Trecho selecionado:
__________________________________________________
Dois outros filmes que captaram parte de nossa fantástica história contemporânea e que deveriam ser vistos são: LairdE, da Blue Field Entertainment e To`day of daysF, do fantástico videomaker Jack McCoy. Laird é uma biografia muito bem produzida de Laird Hamilton, para muitos, o maior “waterman” vivo. Neste filme, Gerry Lopez simplesmente afirma que Laird é o rei, e as cenas de ação reforçam em quase 100% esta hipótese. To` day of days retrata a primeira expedição de Laird Hamilton ao Taiti. Já no seu primeiro contato, Laird pegou a onda que foi considerada a mais impressionante já surfada por um homem. Não tanto pelo seu tamanho, mas sim pela sua forma. A dita cuja foi dominada em Teahupoo, uma afiadíssima e extremamente rasa bancada de coral, onde o oceano se dobra produzindo cenas pra lá de surreais. Esta onda em particular foi surfada com o auxílio de um jet-ski, media uns 20 pés de altura, por talvez 25 pés de largura. Segundo o próprio Laird, a onda da sua vida…

 

Toda essa movimentação em torno do tow-in gerou discussões acaloradas sobre sua posição no mundo do surf. Afinal de contas, tow-in é surf? Alguns puristas posicionam-se em favor do velho e bom surf no braço. Na história de nosso surf, alguns eventos ficaram eternizados na memória dos surfistas: O Smirnoff de 1974, os Quiksilver em homenagem a Eddie Aikau, e o Billabong Pro de 1986, todos realizados em Waimea, no Hawaii e tendo como força propulsora dos surfistas somente os músculos e a coragem destes ao encarar um drop atrasado. Mais recentemente, em 1998, um outro evento épico, o Reef Big Wave Team World Championship, foi realizado na bancada de Killers, ilha de Todos Santos, México, e contou com a participação de uma seleta nata de big wave riders.
__________________________________________________
Dados:

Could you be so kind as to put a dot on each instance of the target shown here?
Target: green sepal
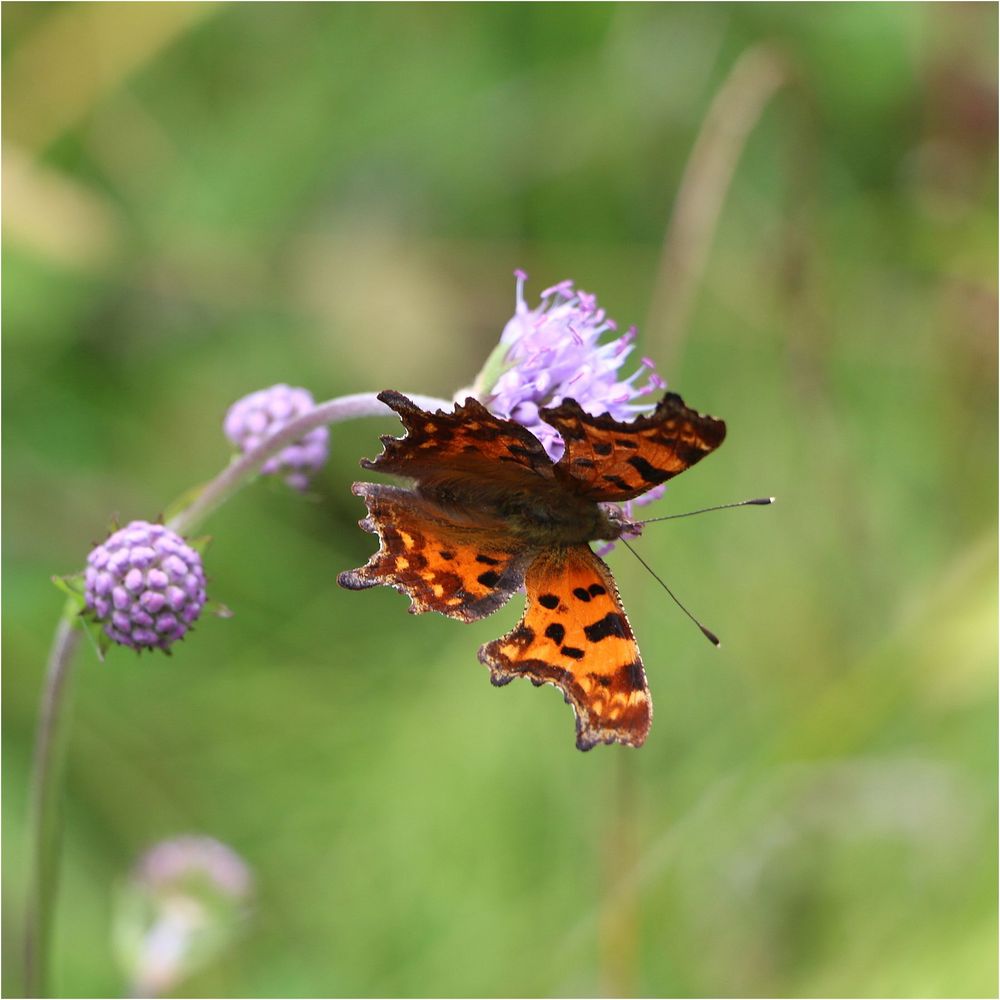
__________________________________________________
Enunciado 1: Segundo o trecho sobre surf de ondas grandes, em que lugar foi realizado o Reef Big Wave Team World Championship de 1998?
Enunciado 2: Continue o trecho sobre surf de ondas grandes a partir do ponto em que ele termina.

Resposta 1: Na bancada de Killers, na ilha de Todos Santos, no México.

Resposta 2:
Ondas absolutamente enormes foram a tônica do evento, vencido de forma sensacional por Carlos Burle, com Rodrigo Resende em quinto e o Rosaldo Cavalcanti atuando como técnico. Ao que tudo indica, a polêmica que envolve o tow-in e o surf de remada ainda deverá perdurar por mais algum tempo. Entretanto, em sua concepção original, o tow-in foi criado para possibilitar o surf em ondas impossíveis de serem surfadas somente com a força dos músculos. Creio que se esta regra for sempre seguida, não teremos muitas polêmicas sendo alimentadas no futuro. Devemos ficar atentos para não trair nossas origens. Surf é diversão, comunhão e respeito à natureza, paz de espírito e confraternização entre os povos, silêncio e cumplicidade, e tudo isso pode ser perdido na medida em que alguns desavisados adentram uma simples zona de arrebentação munidos de jet-skis barulhentos e poluidores, desrespeitando a lei da prioridade e colocando em risco a integridade física dos surfistas tradicionais. Pior ainda… Quando em troca de fama fácil e exposição certeira na mídia, adentram zonas de preservação ecológica… Que pobreza de espírito!

 

Nosso surf contemporâneo necessitará cada vez mais de algo que está se tornando escasso em nosso mundo, o bom senso. O tow-in é uma realidade que veio para ficar, e no Brasil, Eraldo Gueiros, Resende, Burle, Romeu Bruno, entre outros, são alguns de nossos excelentes representantes. Trabalhemos, pois, para que o tow-in fique em seu devido lugar, ou seja, dentro do olho da tempestade, nas situações mais extremas possíveis. Aí sim, ele reinará absoluto e soberano, esperando pelos poucos que o entendam em sua plenitude e estejam dispostos a pagar o preço. Como todo bom big rider sabe… If you want to play, you have to pay.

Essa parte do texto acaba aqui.